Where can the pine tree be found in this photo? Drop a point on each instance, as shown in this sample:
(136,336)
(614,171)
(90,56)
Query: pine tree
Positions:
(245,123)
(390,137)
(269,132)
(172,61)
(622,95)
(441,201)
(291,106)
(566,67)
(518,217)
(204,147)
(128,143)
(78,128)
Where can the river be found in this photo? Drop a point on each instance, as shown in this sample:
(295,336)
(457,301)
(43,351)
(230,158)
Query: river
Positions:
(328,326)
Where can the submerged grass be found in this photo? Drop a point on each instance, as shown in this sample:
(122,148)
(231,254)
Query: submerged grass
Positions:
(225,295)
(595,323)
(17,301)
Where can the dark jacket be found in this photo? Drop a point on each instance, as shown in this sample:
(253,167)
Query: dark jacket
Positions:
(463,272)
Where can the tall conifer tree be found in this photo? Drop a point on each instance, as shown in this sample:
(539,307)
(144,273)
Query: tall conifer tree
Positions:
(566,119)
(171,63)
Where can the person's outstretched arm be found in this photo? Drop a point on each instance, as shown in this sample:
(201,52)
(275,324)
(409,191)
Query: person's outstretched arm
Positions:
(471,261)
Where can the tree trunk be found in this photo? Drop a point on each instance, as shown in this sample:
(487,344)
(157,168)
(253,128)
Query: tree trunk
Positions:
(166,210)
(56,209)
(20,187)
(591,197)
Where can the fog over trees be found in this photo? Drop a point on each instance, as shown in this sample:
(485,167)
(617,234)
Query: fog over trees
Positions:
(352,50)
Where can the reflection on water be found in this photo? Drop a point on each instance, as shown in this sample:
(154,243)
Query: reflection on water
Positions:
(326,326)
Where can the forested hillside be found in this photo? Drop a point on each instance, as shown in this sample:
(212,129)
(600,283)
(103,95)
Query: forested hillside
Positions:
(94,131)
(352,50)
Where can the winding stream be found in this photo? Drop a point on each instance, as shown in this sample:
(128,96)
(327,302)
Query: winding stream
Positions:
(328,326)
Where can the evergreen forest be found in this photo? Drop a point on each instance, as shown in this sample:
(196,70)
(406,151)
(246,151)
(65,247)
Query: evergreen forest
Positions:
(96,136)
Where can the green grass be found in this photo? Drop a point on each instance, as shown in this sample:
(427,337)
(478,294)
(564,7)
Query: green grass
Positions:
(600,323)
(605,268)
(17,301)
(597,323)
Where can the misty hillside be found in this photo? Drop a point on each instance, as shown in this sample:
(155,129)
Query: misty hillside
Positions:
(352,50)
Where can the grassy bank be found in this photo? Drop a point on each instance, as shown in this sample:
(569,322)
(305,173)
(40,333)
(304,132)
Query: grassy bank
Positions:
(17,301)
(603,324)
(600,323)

## [Task description]
Which of the lines in the data contain the string "pine"? Return each one.

## [Task response]
Where can the pine tree be found in this photo? Drop a point on each instance, as shown in this sample:
Query: pine tree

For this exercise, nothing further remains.